##### SUPPLIED DATA #####

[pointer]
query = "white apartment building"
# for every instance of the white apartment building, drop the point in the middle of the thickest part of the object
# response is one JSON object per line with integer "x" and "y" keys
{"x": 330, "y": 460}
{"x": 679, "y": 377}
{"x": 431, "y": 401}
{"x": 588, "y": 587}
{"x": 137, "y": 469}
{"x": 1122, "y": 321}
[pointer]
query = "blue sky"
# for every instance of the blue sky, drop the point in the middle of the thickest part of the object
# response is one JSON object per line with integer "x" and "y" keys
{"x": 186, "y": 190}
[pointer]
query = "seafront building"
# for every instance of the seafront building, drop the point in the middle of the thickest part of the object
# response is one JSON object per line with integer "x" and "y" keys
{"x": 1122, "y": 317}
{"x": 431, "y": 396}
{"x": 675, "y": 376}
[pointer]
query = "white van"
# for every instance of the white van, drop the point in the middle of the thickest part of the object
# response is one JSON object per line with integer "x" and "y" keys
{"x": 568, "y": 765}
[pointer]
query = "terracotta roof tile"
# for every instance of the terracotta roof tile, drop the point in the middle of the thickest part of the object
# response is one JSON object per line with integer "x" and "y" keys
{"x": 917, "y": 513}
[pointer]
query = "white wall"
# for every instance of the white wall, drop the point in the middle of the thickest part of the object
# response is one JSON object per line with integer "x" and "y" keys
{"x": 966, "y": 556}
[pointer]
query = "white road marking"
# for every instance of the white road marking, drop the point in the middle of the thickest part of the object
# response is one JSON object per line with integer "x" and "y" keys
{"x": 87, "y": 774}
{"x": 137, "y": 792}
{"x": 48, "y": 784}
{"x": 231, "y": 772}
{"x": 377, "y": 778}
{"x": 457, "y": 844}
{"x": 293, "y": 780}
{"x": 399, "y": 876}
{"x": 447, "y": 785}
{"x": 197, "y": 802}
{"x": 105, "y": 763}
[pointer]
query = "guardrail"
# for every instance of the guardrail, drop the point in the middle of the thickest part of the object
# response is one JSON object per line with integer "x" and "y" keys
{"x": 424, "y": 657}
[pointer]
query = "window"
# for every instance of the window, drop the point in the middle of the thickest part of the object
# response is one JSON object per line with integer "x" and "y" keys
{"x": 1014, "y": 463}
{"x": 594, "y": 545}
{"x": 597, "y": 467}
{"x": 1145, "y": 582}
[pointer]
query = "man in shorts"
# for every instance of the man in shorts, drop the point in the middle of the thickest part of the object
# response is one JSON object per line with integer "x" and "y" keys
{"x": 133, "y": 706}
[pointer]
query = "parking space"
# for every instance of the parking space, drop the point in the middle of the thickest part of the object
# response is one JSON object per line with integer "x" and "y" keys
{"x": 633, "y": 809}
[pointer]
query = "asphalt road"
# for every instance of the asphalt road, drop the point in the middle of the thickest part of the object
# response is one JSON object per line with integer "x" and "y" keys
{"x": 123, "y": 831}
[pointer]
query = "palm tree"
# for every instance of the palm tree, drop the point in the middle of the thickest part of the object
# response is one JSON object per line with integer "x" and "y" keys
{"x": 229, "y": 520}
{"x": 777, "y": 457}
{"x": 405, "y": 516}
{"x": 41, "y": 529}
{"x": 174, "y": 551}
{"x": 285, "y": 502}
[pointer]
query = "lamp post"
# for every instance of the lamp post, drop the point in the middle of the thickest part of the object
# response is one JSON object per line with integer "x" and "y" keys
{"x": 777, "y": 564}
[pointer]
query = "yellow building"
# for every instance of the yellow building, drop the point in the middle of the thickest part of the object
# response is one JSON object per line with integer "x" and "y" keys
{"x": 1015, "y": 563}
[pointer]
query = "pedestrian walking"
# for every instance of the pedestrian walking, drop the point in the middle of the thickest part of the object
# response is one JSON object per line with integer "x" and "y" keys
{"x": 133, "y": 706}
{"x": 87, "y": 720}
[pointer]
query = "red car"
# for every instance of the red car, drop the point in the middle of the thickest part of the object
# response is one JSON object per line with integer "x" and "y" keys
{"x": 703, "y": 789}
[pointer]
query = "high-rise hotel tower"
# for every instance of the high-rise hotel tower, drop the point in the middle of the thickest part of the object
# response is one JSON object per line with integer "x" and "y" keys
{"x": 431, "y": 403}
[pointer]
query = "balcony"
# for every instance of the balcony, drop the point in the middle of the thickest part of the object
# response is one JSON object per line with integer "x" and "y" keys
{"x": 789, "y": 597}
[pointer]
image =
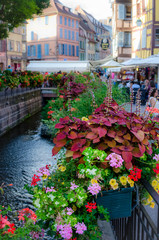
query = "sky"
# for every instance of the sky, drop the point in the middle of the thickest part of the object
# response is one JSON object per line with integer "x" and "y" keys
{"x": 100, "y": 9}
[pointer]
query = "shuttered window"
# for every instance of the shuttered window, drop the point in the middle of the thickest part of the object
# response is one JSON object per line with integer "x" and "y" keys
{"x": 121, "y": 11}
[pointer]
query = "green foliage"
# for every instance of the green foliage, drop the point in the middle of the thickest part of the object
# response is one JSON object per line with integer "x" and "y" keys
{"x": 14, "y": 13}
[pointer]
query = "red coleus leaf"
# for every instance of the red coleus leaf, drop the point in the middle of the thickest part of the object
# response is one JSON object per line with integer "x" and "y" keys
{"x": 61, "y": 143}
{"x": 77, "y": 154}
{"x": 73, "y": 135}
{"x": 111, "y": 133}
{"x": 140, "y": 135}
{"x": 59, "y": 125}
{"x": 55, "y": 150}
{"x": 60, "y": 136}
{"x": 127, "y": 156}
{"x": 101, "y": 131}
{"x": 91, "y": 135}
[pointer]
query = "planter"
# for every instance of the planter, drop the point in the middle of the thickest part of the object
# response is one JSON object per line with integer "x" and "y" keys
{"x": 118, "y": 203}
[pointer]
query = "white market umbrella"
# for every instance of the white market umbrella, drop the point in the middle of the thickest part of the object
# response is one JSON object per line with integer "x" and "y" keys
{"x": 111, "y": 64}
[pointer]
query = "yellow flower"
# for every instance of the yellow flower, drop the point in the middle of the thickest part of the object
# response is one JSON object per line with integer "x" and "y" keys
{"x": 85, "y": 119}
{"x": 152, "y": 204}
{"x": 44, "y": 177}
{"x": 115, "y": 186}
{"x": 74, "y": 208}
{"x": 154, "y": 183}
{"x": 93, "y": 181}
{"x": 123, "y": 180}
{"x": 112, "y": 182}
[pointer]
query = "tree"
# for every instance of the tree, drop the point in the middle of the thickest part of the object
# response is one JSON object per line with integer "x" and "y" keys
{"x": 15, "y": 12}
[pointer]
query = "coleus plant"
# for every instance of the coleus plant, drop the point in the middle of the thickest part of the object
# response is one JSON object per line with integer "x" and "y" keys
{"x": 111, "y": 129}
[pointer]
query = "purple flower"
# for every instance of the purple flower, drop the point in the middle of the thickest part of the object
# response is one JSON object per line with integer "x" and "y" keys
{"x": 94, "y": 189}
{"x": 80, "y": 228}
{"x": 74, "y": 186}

#####
##### SUPPLIED DATA #####

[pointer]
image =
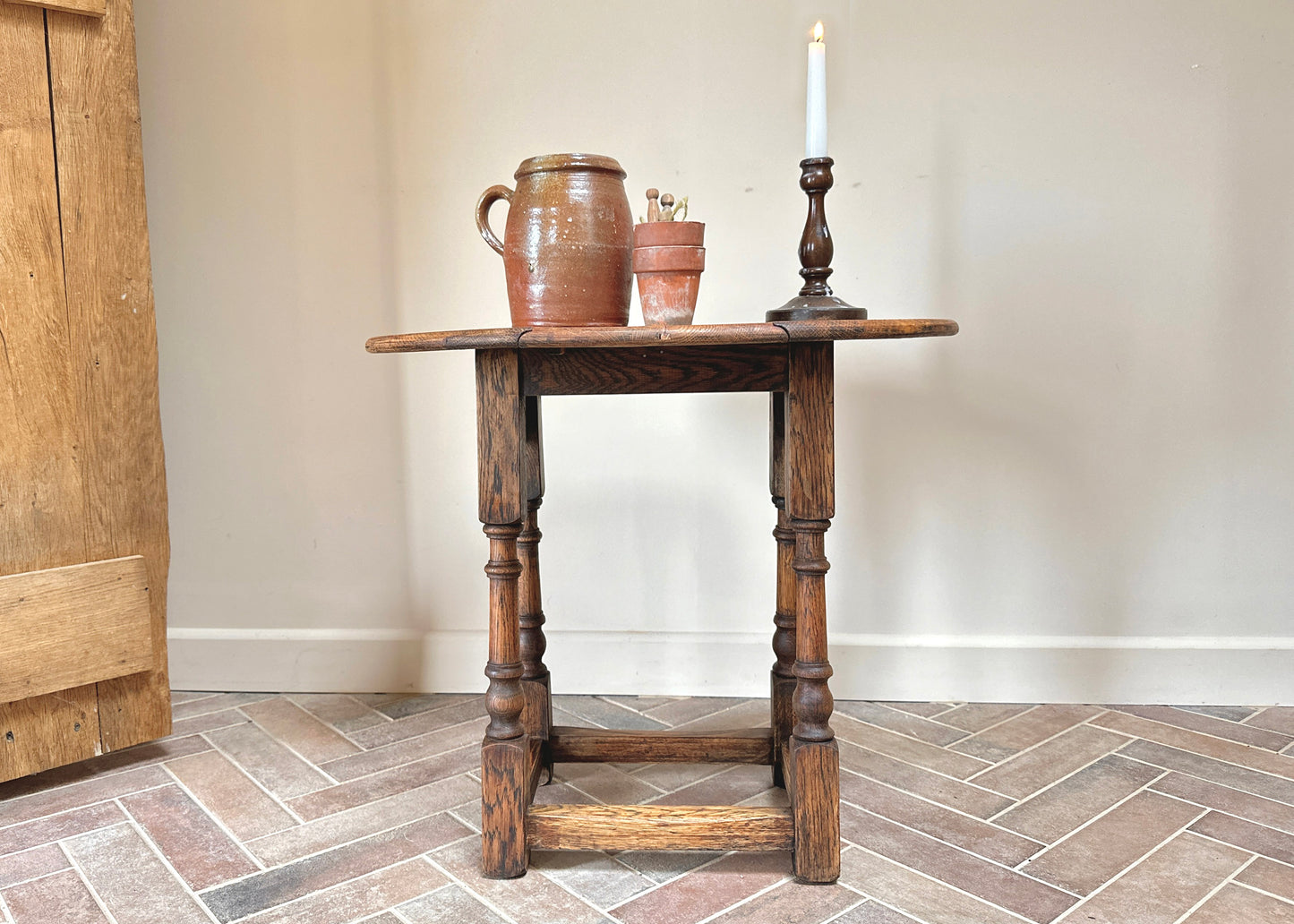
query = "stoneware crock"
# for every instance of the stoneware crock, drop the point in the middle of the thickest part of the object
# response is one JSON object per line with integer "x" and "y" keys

#####
##### SUPPLIED DATA #####

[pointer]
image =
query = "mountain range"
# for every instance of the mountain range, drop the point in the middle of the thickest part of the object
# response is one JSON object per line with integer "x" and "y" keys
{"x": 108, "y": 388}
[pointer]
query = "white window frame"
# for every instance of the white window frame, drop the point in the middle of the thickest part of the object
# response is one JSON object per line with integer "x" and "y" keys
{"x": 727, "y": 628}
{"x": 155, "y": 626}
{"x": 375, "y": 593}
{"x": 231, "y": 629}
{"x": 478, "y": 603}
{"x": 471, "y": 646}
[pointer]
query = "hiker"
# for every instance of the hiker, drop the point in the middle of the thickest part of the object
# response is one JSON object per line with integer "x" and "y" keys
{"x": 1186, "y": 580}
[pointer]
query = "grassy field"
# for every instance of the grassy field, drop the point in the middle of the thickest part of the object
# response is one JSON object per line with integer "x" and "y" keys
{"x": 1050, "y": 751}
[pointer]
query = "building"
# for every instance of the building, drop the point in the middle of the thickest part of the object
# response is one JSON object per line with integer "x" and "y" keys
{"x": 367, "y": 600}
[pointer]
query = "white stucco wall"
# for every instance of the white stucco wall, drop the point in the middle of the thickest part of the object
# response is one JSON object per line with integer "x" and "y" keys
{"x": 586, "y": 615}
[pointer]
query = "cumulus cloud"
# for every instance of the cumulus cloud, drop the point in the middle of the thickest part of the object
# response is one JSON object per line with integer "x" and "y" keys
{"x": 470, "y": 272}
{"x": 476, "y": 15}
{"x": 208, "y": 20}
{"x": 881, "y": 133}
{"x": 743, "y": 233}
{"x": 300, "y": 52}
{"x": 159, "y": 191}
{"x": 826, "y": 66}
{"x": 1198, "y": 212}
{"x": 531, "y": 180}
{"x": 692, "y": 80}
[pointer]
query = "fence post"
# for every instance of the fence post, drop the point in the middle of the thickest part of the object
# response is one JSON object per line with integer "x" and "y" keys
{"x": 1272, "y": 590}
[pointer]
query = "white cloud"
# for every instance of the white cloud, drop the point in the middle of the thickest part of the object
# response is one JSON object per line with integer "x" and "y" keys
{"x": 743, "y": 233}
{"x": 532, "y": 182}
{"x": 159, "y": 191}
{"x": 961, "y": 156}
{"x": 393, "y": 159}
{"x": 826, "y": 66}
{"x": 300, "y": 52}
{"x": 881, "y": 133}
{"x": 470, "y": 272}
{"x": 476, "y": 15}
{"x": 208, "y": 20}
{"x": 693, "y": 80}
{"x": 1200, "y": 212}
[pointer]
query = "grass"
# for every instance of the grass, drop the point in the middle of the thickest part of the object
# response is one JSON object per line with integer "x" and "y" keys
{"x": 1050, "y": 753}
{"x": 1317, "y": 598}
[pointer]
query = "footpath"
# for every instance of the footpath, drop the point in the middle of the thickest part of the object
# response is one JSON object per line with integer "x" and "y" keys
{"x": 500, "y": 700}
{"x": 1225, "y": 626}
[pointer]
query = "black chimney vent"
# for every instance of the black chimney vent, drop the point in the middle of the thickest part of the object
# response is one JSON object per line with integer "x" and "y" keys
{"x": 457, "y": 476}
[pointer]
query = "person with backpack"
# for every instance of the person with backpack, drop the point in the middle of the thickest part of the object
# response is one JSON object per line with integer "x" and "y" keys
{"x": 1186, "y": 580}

#####

**WHAT YOU SHOULD DO:**
Starting from the data above, filter for lines with "window" and copy each one.

**OUTPUT FOR THIS EXERCISE:**
query = "window"
# for every instance of the window, drop the point in the middle of the thickest part of the object
query = "shuttered window"
# for every instance of the shuttered window, drop the point in the middle of the thickest part of the object
query = "white window frame"
# for every instance of the white window frame, drop the point in the middle of the thickest part of the object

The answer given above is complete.